Problem: If a line in the data below contains "church", copy it.

[Data entries]

++++++

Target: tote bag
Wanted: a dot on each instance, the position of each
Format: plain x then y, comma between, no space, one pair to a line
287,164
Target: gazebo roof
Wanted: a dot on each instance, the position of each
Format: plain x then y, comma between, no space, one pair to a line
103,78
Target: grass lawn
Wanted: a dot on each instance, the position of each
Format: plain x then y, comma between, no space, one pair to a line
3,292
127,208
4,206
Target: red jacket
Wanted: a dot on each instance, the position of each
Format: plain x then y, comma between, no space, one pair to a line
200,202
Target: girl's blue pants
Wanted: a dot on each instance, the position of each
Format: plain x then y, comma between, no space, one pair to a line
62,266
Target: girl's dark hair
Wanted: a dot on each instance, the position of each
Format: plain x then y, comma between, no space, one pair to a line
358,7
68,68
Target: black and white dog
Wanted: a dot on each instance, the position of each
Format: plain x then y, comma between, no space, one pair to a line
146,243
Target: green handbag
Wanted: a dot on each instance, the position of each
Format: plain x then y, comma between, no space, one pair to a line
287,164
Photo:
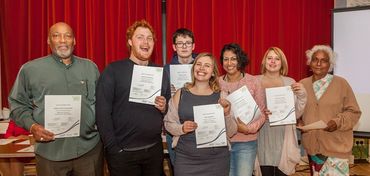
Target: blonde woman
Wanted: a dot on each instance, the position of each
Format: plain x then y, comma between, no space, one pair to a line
179,121
278,151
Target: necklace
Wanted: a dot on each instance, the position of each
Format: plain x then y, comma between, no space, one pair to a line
229,84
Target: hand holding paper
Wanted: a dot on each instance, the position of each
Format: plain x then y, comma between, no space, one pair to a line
313,126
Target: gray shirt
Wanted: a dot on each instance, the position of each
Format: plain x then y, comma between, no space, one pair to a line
50,76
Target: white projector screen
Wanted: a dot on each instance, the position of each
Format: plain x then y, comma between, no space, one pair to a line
351,41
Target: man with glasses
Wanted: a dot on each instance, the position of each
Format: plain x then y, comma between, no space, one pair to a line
60,73
183,45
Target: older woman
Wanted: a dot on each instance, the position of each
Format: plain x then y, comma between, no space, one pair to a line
278,151
179,121
329,98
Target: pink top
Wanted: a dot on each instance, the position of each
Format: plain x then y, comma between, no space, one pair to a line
14,130
257,92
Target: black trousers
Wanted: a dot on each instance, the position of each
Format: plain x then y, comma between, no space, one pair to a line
145,162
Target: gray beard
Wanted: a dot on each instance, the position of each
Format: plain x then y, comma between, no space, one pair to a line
64,55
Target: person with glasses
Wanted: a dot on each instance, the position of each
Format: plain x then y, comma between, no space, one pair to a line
60,73
244,143
131,132
330,99
183,45
278,151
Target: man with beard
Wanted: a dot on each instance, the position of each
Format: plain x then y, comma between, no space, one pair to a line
131,132
60,73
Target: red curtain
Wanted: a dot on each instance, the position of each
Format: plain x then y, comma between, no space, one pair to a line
99,25
100,28
292,25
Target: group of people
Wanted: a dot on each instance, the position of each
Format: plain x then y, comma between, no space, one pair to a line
128,134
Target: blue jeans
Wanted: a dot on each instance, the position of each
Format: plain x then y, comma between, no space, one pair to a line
242,158
169,149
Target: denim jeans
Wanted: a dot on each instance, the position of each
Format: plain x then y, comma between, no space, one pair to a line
171,152
242,158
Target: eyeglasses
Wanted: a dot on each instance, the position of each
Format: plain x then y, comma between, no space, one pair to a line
321,61
182,44
59,36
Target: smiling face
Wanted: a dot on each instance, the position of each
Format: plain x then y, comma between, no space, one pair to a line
203,69
273,62
320,64
183,46
230,62
61,40
141,44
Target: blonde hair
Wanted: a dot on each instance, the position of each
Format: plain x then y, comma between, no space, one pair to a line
323,48
284,63
213,82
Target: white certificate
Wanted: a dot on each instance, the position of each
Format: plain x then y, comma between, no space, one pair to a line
146,84
180,74
243,105
211,131
280,102
63,115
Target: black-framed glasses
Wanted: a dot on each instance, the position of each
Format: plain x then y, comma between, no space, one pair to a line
182,44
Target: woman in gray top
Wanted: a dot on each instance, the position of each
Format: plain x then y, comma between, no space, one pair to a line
179,121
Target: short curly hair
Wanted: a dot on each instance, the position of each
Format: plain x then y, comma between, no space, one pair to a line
240,55
327,50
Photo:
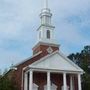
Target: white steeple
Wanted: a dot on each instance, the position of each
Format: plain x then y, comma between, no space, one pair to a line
46,29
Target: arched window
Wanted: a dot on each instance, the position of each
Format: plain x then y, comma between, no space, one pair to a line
48,34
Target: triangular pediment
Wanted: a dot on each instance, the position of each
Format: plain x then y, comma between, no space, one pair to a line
56,61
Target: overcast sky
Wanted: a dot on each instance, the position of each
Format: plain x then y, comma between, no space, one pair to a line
19,20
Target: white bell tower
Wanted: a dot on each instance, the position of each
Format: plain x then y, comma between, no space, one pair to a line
46,29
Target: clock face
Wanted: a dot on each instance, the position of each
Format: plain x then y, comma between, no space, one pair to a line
49,50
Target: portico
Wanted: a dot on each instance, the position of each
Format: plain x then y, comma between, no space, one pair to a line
54,68
65,84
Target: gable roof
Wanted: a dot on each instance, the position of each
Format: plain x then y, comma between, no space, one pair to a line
56,61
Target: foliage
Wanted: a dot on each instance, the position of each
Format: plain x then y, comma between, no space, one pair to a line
83,60
6,83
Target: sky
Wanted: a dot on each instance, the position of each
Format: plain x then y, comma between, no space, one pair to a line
19,20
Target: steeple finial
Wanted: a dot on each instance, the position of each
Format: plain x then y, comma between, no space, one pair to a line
46,3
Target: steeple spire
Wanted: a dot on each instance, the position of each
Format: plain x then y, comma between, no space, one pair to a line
46,3
45,32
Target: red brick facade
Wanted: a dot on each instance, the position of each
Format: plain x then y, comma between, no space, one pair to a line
39,78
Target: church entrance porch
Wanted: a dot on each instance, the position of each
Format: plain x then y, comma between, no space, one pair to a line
49,80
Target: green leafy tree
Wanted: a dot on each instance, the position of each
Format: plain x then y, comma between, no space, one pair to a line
83,60
6,83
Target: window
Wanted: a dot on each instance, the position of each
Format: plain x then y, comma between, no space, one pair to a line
48,34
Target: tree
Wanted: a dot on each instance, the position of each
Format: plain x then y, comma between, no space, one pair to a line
6,83
83,60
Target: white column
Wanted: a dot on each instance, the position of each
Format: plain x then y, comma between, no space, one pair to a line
79,82
64,82
48,81
31,80
71,82
25,81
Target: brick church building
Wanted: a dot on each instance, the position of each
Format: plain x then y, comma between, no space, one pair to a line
48,68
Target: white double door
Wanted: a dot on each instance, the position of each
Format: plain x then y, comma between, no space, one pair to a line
53,87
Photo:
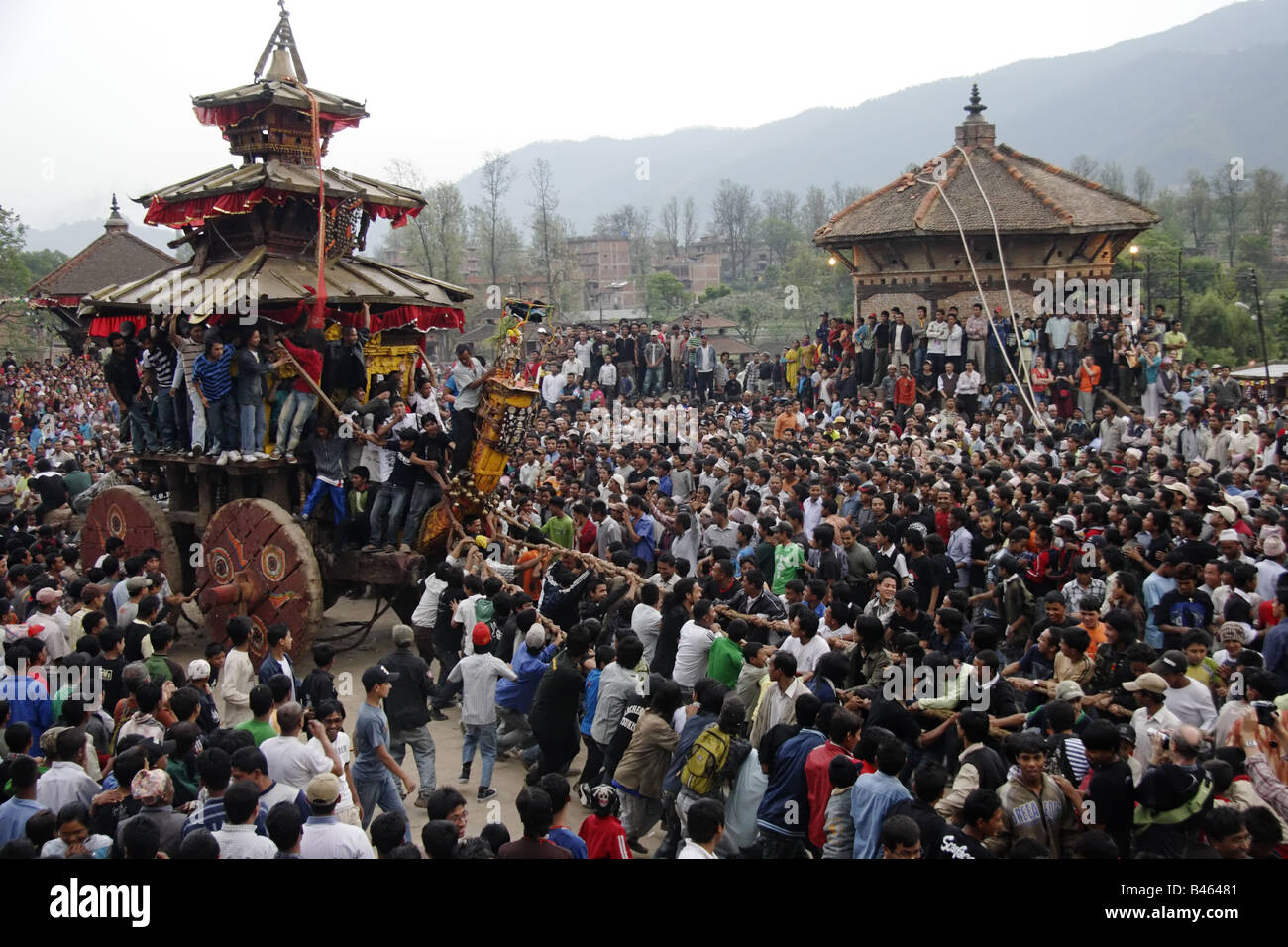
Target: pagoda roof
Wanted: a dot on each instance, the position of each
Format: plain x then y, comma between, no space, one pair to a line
279,282
1026,196
117,256
231,106
189,201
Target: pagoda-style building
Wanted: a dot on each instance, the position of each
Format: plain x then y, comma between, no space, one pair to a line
116,257
256,231
903,247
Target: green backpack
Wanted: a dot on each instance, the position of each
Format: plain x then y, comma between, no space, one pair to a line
700,771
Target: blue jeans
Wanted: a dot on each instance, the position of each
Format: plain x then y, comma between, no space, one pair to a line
390,506
142,431
295,414
423,751
166,419
381,791
423,496
482,736
321,488
252,418
222,427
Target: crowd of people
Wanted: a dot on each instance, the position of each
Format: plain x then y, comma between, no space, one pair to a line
974,613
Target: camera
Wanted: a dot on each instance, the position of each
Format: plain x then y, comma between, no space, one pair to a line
1265,712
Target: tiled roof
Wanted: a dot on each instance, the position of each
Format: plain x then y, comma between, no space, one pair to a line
281,175
114,258
1026,196
278,281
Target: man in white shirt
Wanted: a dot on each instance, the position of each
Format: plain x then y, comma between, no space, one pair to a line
237,838
647,620
1188,699
325,836
1151,715
290,761
65,781
805,644
696,638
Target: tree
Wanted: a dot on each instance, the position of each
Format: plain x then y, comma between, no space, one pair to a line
665,292
14,275
446,219
1232,201
1083,166
1254,250
548,232
735,217
42,263
814,211
490,223
1197,208
690,223
1144,184
1112,176
778,235
784,205
1266,198
670,223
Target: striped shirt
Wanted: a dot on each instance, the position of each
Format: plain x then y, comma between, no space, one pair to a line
214,376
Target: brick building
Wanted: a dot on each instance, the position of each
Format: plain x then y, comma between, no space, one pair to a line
903,248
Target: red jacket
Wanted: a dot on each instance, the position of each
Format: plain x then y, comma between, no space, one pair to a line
819,788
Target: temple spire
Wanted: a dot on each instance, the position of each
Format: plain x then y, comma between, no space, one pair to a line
974,129
115,222
281,43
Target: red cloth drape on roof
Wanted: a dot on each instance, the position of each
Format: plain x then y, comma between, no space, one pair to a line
193,211
223,116
103,326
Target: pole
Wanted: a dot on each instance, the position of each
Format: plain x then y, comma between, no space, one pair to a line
1261,328
1149,291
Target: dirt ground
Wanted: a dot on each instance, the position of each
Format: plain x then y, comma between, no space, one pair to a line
507,776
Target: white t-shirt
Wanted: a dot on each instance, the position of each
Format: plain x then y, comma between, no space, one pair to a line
806,654
1192,705
342,749
691,656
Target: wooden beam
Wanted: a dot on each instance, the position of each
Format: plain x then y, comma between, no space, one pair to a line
1077,250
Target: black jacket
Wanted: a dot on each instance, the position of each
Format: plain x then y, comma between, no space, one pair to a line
407,703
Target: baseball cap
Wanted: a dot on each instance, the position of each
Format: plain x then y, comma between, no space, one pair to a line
322,789
1170,663
1147,682
1069,690
376,676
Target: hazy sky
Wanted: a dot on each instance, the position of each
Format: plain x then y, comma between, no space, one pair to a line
98,93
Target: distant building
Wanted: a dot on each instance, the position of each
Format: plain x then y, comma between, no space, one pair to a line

++++++

Written response:
Target: church entrance porch
Target: brick church building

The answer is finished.